*Challenge:*
Reproduce the listing word for word. Skip any image.

━━ Recorded data

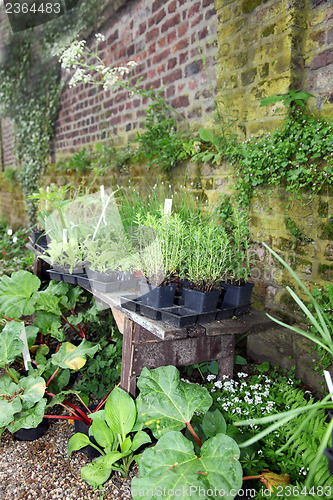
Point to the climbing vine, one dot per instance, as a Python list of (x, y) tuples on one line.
[(30, 88)]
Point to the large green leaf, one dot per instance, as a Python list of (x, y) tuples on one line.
[(98, 471), (48, 302), (70, 356), (33, 389), (28, 418), (120, 412), (17, 294), (166, 403), (173, 465), (101, 432), (10, 344)]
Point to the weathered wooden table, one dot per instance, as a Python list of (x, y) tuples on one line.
[(152, 343)]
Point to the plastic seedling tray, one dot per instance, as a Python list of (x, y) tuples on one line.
[(206, 317), (179, 316), (225, 312), (101, 286), (130, 303), (150, 312)]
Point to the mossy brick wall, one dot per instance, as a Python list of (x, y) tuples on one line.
[(161, 37)]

━━━━

*Result below:*
Point to the climbing vine, one dot per instance, as a Python list of (x, y) tuples on one line.
[(30, 88)]
Point to the large green leaf, one dot per instance, as a Python list of (x, y) tuples on one line.
[(98, 471), (48, 302), (70, 356), (33, 389), (28, 418), (120, 412), (17, 294), (166, 403), (173, 465), (101, 432), (10, 344)]
Point to the weathered wooden table, one dot per instance, as a Python list of (x, y) tuples on one line.
[(152, 343)]
Point to the plastic seedling tray, one dot per instance, as a Python list of (x, y) tuples on one line.
[(206, 317), (179, 316), (225, 312), (101, 286), (130, 303), (150, 312)]
Point to the mossy brick wall, one dot per instance, as a Python list of (x, y) tuples on one line.
[(161, 37)]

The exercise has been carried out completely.